## Dataset rows on where objects appear
.....
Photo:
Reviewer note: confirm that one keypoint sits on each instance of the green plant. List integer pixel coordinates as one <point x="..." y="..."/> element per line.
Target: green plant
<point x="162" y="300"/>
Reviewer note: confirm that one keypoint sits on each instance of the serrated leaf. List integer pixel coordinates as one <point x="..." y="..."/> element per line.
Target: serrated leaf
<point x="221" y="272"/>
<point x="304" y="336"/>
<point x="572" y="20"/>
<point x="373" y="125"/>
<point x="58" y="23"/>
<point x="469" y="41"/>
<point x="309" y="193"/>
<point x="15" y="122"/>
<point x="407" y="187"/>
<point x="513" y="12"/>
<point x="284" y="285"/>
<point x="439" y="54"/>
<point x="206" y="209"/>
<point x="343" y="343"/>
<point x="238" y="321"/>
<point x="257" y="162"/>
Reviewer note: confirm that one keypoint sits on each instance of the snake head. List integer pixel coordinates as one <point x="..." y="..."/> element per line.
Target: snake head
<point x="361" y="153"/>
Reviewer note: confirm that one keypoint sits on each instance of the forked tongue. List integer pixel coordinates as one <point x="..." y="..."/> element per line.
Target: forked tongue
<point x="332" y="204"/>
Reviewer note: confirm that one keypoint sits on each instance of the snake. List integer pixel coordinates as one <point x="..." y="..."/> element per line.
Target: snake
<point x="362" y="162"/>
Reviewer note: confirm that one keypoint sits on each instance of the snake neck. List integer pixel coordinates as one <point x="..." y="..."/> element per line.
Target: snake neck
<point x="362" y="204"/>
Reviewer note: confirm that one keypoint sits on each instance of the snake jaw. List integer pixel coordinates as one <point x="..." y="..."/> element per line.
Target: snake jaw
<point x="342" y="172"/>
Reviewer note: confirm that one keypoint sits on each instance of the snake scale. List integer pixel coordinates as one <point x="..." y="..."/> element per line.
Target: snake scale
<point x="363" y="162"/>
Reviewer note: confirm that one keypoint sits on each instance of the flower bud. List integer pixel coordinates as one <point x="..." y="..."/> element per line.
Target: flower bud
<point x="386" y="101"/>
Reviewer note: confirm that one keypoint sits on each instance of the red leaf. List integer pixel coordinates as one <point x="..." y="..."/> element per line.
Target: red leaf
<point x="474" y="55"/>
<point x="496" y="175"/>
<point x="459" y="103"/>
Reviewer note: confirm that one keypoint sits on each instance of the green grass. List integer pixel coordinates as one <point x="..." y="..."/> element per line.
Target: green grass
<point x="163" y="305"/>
.....
Exact repetition is required for the lines from the one that contains "the snake scale." through the final line; leave out everything else.

## TASK ANSWER
Reviewer note: confirm that one keypoint sits on each instance of the snake scale. List integer pixel coordinates as one <point x="..." y="..."/> element per line.
Target: snake scale
<point x="363" y="162"/>
Reviewer note: confirm that one keypoint sits on each instance of the flower bud. List integer pixel coordinates as one <point x="..." y="..."/> element per line.
Target: flower bud
<point x="386" y="101"/>
Reviewer note: confirm that one keypoint sits on each instance of the red leaf. List integer pixel coordinates as one <point x="..." y="..."/> element per line.
Target: red leaf
<point x="474" y="55"/>
<point x="496" y="175"/>
<point x="459" y="103"/>
Reviewer note: confirm that one keypoint sits on each instance of the green grass. List integer pixel coordinates as one <point x="..." y="..."/> element per line.
Target: green grass
<point x="163" y="305"/>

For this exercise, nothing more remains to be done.